View Full Version : CS5 & AVCHD native performance


Randy Johnson
August 11th, 2010, 04:55 PM
I have been playing around with Premiere CS5 and thinking of editing AVCHD native but when I do I am getting really poor performance. It freezes when I scrub sometimes I need to wait for like 30 seconds before it "wakes up" after scrubbing. Is this normal? I dont have a fermi card but im not using any effects on the clips. Just scrubbing in the time line and maybe a 2 camera multi-cam. I am running a 8 core mac pro (under windows 7 764) with 4 gigs of memory and a i-7 920 with 6 gigs of memory.

Khalil Ismail
August 22nd, 2010, 12:22 PM
I do not know much about Mac but this is not normal. I have PC with I7, GTX285 card and I am able to place 5 layers with PIP and CC on the timeline and it plays smooth as silk. I am sorry I am not much of help to solve your issue. Hope some does.

Peter Manojlovic
August 22nd, 2010, 08:24 PM
Go to the audio track, and mute the audio...
If the timeline scrubs correctly, i'm afraid you've stumbled upon the same bug i found a week ago...

Let us know.....
It's an easy fix.

▶ List of tasks:
1 – Quote the forum thread passage starting with "Khalil Ismail" and going on through "a week ago...".
2 – In the forum thread, condense the paragraph beginning "I have been playing around with Premiere CS5" into a bulleted list of its main facts.
3 – What graphics card does Khalil Ismail have, according to the forum thread?

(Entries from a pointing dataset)
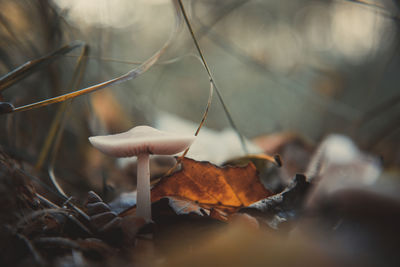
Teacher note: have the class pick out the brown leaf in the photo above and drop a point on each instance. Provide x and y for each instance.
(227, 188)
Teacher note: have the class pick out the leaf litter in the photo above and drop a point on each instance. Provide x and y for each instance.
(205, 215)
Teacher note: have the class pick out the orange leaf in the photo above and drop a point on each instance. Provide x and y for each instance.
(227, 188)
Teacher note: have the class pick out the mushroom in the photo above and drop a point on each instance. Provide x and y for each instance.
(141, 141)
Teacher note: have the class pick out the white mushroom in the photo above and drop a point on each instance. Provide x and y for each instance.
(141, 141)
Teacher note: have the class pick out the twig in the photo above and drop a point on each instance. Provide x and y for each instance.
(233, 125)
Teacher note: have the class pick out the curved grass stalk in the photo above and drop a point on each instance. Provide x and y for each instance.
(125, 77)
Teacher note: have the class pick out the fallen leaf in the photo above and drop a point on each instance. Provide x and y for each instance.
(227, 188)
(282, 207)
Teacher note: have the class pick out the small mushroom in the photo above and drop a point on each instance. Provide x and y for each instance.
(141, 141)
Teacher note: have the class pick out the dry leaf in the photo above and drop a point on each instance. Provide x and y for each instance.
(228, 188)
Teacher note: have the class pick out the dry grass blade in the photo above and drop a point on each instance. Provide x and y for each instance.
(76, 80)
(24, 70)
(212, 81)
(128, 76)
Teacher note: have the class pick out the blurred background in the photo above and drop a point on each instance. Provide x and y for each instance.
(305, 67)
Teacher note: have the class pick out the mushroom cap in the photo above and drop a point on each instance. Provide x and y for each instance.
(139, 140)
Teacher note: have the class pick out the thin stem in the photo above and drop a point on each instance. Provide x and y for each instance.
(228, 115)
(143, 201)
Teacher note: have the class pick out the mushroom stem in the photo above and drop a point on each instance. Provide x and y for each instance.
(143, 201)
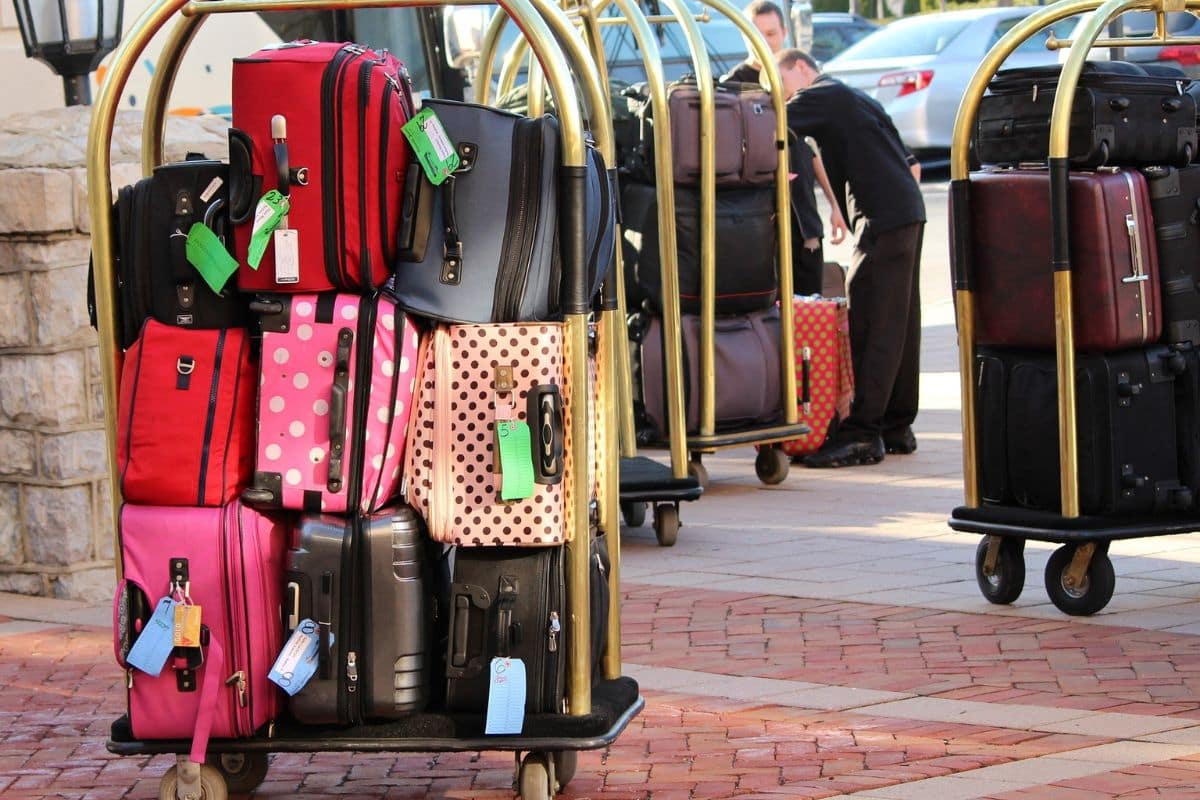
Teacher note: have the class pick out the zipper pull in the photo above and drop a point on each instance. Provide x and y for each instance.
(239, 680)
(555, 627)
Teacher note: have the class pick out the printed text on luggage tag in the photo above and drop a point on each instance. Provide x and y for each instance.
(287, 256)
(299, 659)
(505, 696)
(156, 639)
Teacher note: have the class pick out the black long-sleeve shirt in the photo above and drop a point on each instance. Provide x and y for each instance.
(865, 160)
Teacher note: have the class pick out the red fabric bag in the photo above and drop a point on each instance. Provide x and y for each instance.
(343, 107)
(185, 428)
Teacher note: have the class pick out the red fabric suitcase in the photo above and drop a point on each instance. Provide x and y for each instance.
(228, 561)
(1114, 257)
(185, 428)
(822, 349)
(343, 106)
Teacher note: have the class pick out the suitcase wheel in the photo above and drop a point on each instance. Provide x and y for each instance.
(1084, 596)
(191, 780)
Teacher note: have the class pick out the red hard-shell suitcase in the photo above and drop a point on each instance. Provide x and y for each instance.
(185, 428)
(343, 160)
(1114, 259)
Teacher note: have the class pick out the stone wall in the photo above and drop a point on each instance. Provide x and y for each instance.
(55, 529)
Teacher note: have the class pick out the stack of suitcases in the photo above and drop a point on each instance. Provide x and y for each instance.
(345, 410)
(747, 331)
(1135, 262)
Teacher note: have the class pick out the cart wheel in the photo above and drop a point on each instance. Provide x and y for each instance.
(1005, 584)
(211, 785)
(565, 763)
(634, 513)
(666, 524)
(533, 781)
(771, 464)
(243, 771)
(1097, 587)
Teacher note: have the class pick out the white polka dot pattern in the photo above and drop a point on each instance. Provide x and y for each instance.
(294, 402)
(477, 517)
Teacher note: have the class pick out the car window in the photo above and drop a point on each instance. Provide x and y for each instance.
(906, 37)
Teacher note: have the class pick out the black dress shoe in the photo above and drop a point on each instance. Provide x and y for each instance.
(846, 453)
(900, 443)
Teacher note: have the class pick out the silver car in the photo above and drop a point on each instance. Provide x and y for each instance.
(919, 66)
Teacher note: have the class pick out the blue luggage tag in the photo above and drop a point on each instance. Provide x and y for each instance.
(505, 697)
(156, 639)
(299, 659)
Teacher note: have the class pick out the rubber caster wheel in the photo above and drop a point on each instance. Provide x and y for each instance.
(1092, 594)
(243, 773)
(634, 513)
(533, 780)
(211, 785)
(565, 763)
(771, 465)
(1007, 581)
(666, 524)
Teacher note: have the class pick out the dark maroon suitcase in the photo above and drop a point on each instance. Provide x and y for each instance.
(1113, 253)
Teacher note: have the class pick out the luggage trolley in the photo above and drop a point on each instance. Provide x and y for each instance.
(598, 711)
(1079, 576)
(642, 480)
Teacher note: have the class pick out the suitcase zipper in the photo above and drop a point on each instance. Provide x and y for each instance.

▶ Solutions for each task:
1 –
Khalil Ismail
August 22nd, 2010, 12:22 PM
I do not know much about Mac but this is not normal. I have PC with I7, GTX285 card and I am able to place 5 layers with PIP and CC on the timeline and it plays smooth as silk. I am sorry I am not much of help to solve your issue. Hope some does.

Peter Manojlovic
August 22nd, 2010, 08:24 PM
Go to the audio track, and mute the audio...
If the timeline scrubs correctly, i'm afraid you've stumbled upon the same bug i found a week ago...

2 –
- The poster is trying Premiere CS5 and considering editing AVCHD natively, but performance is very poor.
- The program freezes during scrubbing, sometimes for about 30 seconds before it "wakes up."
- The poster has no Fermi card and applies no effects to the clips, only scrubbing the timeline and perhaps a 2-camera multi-cam.
- The hardware is an 8-core Mac Pro running Windows 7 with 4 gigs of memory, plus an i-7 920 with 6 gigs of memory.

3 – A GTX285 card.